--- REQUIREMENTS ---
Reproduce every line of the items below verbatim, leaving the pictures out of your answer.
··· EXERCISE MATERIALS ···
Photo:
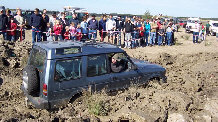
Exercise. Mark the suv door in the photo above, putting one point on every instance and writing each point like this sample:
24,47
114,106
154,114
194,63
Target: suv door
68,73
98,71
127,76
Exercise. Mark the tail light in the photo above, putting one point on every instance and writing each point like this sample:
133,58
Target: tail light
45,89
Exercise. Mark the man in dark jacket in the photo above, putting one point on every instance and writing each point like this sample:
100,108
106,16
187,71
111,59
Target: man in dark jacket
36,23
93,26
74,19
44,24
3,22
119,27
102,27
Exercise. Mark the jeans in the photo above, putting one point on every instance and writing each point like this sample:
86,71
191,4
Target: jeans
58,36
146,38
152,38
160,40
4,34
34,34
94,33
195,37
169,38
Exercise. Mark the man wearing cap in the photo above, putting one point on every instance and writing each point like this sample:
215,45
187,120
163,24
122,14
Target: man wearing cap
74,19
93,26
3,22
110,27
36,23
44,24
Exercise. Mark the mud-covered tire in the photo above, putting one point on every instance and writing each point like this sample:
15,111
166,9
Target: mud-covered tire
31,83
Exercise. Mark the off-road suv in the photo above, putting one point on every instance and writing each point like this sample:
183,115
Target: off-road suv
56,71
···
--- WRITTEN REPLY ---
Photo:
Exercise. Mark the suv door in the photo above, putting one point on every instance and writing each point like this sample:
24,47
114,106
154,114
194,63
Target: suv door
68,73
98,71
127,76
Exercise. Mark the tail light in the photo above, putting one point on every instance and writing each point like this sample:
133,58
Target: tail light
45,89
Exercise. Mark the man in dark jacket in the photo above, putting one point on every instance and writing each point like this sample:
100,108
106,16
187,71
111,59
Target: man in dark jacket
36,23
93,26
74,19
44,24
3,22
119,27
102,27
Exercise. Mark the jeans in the photo above, putting one point on every instance and writing each point like this sample:
86,71
191,4
Target: jeans
58,36
146,38
152,38
160,40
4,34
34,34
94,33
195,37
169,38
Exercise. Mark the man wearing cap in the photo above, putting one point on every instance and writing each point like this sample:
215,45
187,120
163,24
122,14
Target: man wearing cap
74,19
93,26
3,22
110,27
36,23
44,24
Exercise. Mark the mud-covered tire in the photo above, putting one point on every instance and writing each point like this sample:
15,111
166,9
Target: mud-covered tire
31,83
Exercise. Mark the off-road suv in the photo above, putting one point on every instance and writing each point like this sample:
183,115
Target: off-road suv
56,71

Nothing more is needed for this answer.